Turn the lines below into a numbered list, omitting any blank lines.

→ **Records**:
--- begin ---
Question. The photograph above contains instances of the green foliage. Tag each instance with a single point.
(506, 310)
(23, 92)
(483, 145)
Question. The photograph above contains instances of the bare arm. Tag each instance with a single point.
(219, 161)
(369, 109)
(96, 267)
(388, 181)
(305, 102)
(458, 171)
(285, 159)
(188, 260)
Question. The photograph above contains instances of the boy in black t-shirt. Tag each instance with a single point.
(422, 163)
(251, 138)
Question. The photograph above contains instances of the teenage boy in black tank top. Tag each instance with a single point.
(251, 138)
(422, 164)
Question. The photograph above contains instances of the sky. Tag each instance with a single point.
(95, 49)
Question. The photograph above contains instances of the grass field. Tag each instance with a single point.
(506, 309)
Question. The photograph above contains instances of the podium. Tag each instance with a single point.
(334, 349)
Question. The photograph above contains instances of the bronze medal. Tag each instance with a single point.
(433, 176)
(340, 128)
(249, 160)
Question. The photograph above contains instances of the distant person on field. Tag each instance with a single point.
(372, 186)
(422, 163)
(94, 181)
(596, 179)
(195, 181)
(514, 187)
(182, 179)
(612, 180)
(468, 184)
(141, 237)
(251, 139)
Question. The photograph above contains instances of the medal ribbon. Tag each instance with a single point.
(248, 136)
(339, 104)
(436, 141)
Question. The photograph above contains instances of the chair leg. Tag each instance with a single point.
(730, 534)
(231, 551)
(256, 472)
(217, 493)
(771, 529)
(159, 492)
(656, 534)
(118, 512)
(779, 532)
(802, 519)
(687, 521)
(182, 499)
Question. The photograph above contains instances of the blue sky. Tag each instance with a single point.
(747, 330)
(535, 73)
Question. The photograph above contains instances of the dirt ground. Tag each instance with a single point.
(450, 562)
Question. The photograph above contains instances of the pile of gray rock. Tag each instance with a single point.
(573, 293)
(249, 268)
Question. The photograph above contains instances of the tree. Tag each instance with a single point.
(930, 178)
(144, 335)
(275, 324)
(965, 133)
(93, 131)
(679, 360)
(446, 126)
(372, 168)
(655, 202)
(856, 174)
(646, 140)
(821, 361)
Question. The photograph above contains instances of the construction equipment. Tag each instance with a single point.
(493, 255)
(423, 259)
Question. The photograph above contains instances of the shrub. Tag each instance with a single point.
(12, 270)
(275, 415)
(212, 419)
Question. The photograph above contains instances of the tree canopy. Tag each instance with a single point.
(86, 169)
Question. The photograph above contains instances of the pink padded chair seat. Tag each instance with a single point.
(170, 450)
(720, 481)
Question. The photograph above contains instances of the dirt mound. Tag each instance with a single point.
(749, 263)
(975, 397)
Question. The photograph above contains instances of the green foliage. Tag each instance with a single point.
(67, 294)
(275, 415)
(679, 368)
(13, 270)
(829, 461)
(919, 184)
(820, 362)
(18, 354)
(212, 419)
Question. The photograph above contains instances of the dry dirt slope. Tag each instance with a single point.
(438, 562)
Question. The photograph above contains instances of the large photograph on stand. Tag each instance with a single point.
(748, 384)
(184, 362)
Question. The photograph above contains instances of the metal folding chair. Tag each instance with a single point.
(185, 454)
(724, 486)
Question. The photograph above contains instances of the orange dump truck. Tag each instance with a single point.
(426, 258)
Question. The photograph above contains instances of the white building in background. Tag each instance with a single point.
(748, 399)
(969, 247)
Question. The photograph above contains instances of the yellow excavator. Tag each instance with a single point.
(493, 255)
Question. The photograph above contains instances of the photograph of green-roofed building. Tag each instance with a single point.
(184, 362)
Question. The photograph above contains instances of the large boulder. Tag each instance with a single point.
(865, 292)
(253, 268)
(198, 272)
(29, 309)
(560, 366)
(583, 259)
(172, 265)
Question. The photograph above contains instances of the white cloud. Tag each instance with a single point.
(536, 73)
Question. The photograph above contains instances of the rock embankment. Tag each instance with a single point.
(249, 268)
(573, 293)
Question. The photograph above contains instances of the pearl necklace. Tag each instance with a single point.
--- end ---
→ **Answer to the exercise**:
1. Question. The photograph above contains instances of the green foliage. Tag each instance with a single point.
2. (506, 310)
3. (23, 92)
4. (483, 145)
5. Question. The photograph above contains instances of the bare arm. Tag each instance with a single point.
6. (219, 161)
7. (369, 109)
8. (96, 267)
9. (388, 181)
10. (305, 102)
11. (458, 171)
12. (285, 159)
13. (188, 260)
14. Question. The photograph above contains instances of the boy in black t-shirt. Tag each instance with a single point.
15. (422, 163)
16. (251, 138)
17. Question. The photograph above contains instances of the teenage boy in black tank top. Tag each instance with a single point.
18. (251, 138)
19. (422, 164)
20. Question. The photograph above contains instances of the sky. Tag each instance with a single point.
21. (95, 49)
22. Question. The photograph above contains instances of the grass field. Tag each instance with a single point.
23. (506, 309)
24. Question. The photograph above contains instances of the podium. Tag each instance with a single point.
25. (334, 349)
26. Question. The photograph above contains instances of the bronze medal. Tag each instance with a single point.
27. (433, 176)
28. (340, 128)
29. (249, 160)
30. Question. The photograph above contains instances of the distant person on field. Tag each instance with a single point.
31. (372, 186)
32. (422, 163)
33. (94, 181)
34. (596, 179)
35. (195, 181)
36. (514, 187)
37. (182, 179)
38. (612, 180)
39. (468, 184)
40. (141, 237)
41. (251, 139)
42. Question. The photograph above contains instances of the medal ribbon. Tag each instance with a single point.
43. (248, 136)
44. (339, 104)
45. (436, 141)
46. Question. The photograph above contains instances of the chair leg. Tag each instance with a single point.
47. (730, 534)
48. (231, 551)
49. (256, 472)
50. (217, 493)
51. (771, 529)
52. (159, 492)
53. (656, 534)
54. (118, 512)
55. (779, 532)
56. (802, 519)
57. (687, 521)
58. (182, 499)
59. Question. The photograph above contains instances of the blue sky. Tag each instance with a single point.
60. (747, 330)
61. (535, 73)
62. Question. The photograph above contains instances of the dirt ground. Tag each instance with a single point.
63. (450, 562)
64. Question. The photograph above contains instances of the pile of gray rock. Tag each instance with a single point.
65. (573, 293)
66. (249, 268)
67. Question. The photograph above contains instances of the tree. Tag each instance with a single point.
68. (930, 178)
69. (144, 335)
70. (275, 324)
71. (965, 133)
72. (93, 131)
73. (679, 360)
74. (446, 126)
75. (372, 168)
76. (655, 202)
77. (856, 174)
78. (646, 140)
79. (821, 361)
80. Question. The photograph above contains instances of the construction equipment. Tag each instance with a single point.
81. (493, 255)
82. (423, 259)
83. Question. The photograph above contains instances of the shrub. Tag each instance with a single point.
84. (12, 270)
85. (275, 415)
86. (212, 419)
87. Question. The photograph above contains instances of the tree canopy. Tag each instance with a single point.
88. (86, 169)
89. Question. The photograph above contains instances of the pink padded chair seat. Tag each instance with a single point.
90. (170, 450)
91. (720, 481)
92. Question. The photograph above contains instances of the dirt mound. Tag each instance with a single point.
93. (749, 263)
94. (975, 397)
95. Question. The photograph above contains instances of the green foliage. Tag each instance with a single point.
96. (67, 294)
97. (275, 415)
98. (679, 368)
99. (13, 270)
100. (829, 461)
101. (919, 184)
102. (820, 362)
103. (18, 354)
104. (212, 419)
105. Question. The photograph above contains instances of the dry dirt slope. Tag each instance with a single point.
106. (438, 562)
107. Question. The photograph above contains instances of the large photograph on stand. Tag each instance with a single point.
108. (748, 384)
109. (184, 362)
110. Question. The photograph above contains instances of the metal folding chair. Tag each instance with a single point.
111. (185, 454)
112. (724, 486)
113. Question. The photograph above contains instances of the orange dump truck. Tag each instance with a single point.
114. (426, 258)
115. Question. The photograph above contains instances of the white building in background. Tag each instance with a single point.
116. (748, 399)
117. (969, 247)
118. Question. The photograph above contains instances of the yellow excavator. Tag each instance with a single point.
119. (493, 255)
120. Question. The photograph above contains instances of the photograph of green-roofed building. Tag each instance with a single point.
121. (184, 362)
122. Question. The photograph above contains instances of the large boulder. Tag each instance with a single point.
123. (865, 292)
124. (253, 268)
125. (198, 272)
126. (29, 309)
127. (560, 366)
128. (583, 259)
129. (172, 265)
130. Question. The photograph above contains instances of the white cloud. Tag each instance with a single point.
131. (536, 73)
132. Question. The photograph above contains instances of the rock embankment. Tag each instance with a single point.
133. (249, 268)
134. (573, 293)
135. Question. The photograph above contains instances of the pearl necklace. Tag each instance with a single point.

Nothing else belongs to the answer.